───── DATASET EXCERPTS ─────

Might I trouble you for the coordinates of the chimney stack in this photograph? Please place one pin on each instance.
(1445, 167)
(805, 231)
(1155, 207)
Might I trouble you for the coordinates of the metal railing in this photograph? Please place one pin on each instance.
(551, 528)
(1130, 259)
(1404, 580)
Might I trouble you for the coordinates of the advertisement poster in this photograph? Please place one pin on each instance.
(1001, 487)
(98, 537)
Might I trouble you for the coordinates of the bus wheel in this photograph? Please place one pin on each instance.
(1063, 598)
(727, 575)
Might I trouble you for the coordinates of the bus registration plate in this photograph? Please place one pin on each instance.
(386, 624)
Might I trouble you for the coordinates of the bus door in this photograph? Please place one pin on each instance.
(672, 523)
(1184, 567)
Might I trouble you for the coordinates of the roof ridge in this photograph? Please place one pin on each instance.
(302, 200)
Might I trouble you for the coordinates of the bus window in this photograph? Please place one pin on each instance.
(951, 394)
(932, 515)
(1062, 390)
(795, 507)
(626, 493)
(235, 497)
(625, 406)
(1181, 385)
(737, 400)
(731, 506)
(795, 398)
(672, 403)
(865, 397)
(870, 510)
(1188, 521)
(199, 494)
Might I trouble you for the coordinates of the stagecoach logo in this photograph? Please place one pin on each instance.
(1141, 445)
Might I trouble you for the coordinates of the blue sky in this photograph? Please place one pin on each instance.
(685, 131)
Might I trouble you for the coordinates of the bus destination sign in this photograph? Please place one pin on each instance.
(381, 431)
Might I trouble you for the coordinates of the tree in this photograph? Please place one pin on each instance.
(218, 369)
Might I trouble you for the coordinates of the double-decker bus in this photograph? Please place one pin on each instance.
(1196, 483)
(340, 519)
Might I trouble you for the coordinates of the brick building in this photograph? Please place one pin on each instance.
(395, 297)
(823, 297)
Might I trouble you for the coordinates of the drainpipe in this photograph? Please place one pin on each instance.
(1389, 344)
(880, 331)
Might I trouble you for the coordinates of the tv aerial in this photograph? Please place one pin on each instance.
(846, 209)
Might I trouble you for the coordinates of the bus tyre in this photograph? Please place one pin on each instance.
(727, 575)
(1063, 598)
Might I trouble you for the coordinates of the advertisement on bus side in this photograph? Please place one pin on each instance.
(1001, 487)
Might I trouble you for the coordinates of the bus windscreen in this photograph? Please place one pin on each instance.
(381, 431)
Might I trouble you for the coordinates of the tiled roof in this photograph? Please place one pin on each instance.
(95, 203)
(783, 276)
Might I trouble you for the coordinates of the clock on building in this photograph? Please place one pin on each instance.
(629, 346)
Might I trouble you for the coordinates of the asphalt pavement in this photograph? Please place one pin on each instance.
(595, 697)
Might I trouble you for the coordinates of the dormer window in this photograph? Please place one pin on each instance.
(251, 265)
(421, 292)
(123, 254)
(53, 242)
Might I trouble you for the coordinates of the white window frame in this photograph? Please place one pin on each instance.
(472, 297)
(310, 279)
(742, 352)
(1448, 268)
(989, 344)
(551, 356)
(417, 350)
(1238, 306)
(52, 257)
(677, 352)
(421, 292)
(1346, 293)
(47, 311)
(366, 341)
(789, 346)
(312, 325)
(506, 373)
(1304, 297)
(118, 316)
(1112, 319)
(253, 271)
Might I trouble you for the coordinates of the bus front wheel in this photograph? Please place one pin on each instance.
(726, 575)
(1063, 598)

─────

§ WHAT YOU WILL DO
Reproduce all of the entries above, changing every occurrence of "photograph" to "image" and leaving everything else exactly the same.

§ CORRECT RESULT
Might I trouble you for the coordinates of the chimney stack in this image? Please place one pin on each instance.
(1445, 167)
(805, 231)
(1155, 207)
Might I trouble you for the coordinates of the metal railing in this image? Please place one pin on each instance.
(551, 528)
(1130, 259)
(1404, 580)
Might I trouble you for the coordinates of the advertisement poster in this image? Please place one pin on each instance.
(1001, 487)
(98, 537)
Might I trouble you for the coordinates of the bus wheel in this image? Please place one pin on each instance.
(1063, 598)
(727, 575)
Might I trouble you for the coordinates of the bus registration plate in this image? Please place one pin on each instance.
(386, 624)
Might I trouble you for the coordinates of the bus door in this image? Please place one pin on each instance.
(672, 523)
(1184, 567)
Might I trouble you for the coordinates of the roof ridge in this image? Please place one pin on each instance.
(302, 200)
Might I trouble you for the coordinates of the bus window in this image? Please place one pin on each instance.
(951, 394)
(932, 515)
(1062, 390)
(795, 507)
(626, 493)
(235, 497)
(625, 406)
(1181, 385)
(737, 400)
(731, 506)
(795, 398)
(672, 403)
(865, 397)
(870, 510)
(1188, 521)
(199, 494)
Might I trouble you for the coordinates of the stagecoach logo in this image? Please place one pin on each instance.
(1141, 445)
Might I trouble you for the coordinates of the blue sky in this image? Please place one pin on each instance.
(685, 131)
Might I trouble you for the coordinates of the bus destination sign in this image? Please place one pin on each instance.
(381, 431)
Might I trouble you for the coordinates of the tree in this image? Please place one pin on each instance.
(218, 369)
Might I trouble you for the coordinates of the double-decker bus in this image? Please place one pin on each instance.
(1196, 483)
(340, 519)
Might I trouble you for the coordinates of the brick building in this image? Please place one pin on each instance.
(395, 297)
(823, 297)
Might I trouble you for the coordinates of the drainpipe in this image? Please place one pin on each instance.
(1389, 344)
(880, 331)
Might I trouble you for the coordinates of the tv aerial in this image? Please place one pin on each instance.
(846, 209)
Might I trouble you for the coordinates of the bus tyre in this image? Please place one pin on each instance.
(727, 575)
(1063, 598)
Might I trouble you for the coordinates of the advertisement on bus side in this image? Please place one pin on each instance.
(1001, 487)
Might I trouble you for the coordinates of the bus windscreen in this image? Please place one pin on each instance.
(381, 431)
Might I trouble you for the coordinates of the tiled roof in this image? Please place one pin on each instance.
(95, 203)
(783, 276)
Might I trouble you for the coordinates of the clock on building in this image? Please place one pin on each instance.
(629, 346)
Might I trouble you for the coordinates of the asphalt pavement in this image? Please place one pin on each instance.
(595, 697)
Might I trouble you for the coordinates of the dormer window in this image? Please place one pin on each instance.
(251, 265)
(421, 292)
(123, 254)
(53, 242)
Might I trouble you for the coordinates of the white window frame in this image? Please place one pin on each instance.
(472, 297)
(310, 279)
(742, 352)
(1448, 268)
(989, 344)
(551, 356)
(417, 350)
(1238, 306)
(52, 257)
(677, 352)
(421, 292)
(1346, 293)
(47, 311)
(366, 341)
(789, 346)
(312, 325)
(506, 373)
(1304, 297)
(118, 316)
(1112, 319)
(253, 271)
Might I trouble you for the coordinates of the bus front wheel in this image? Please place one pin on each instance.
(726, 575)
(1063, 598)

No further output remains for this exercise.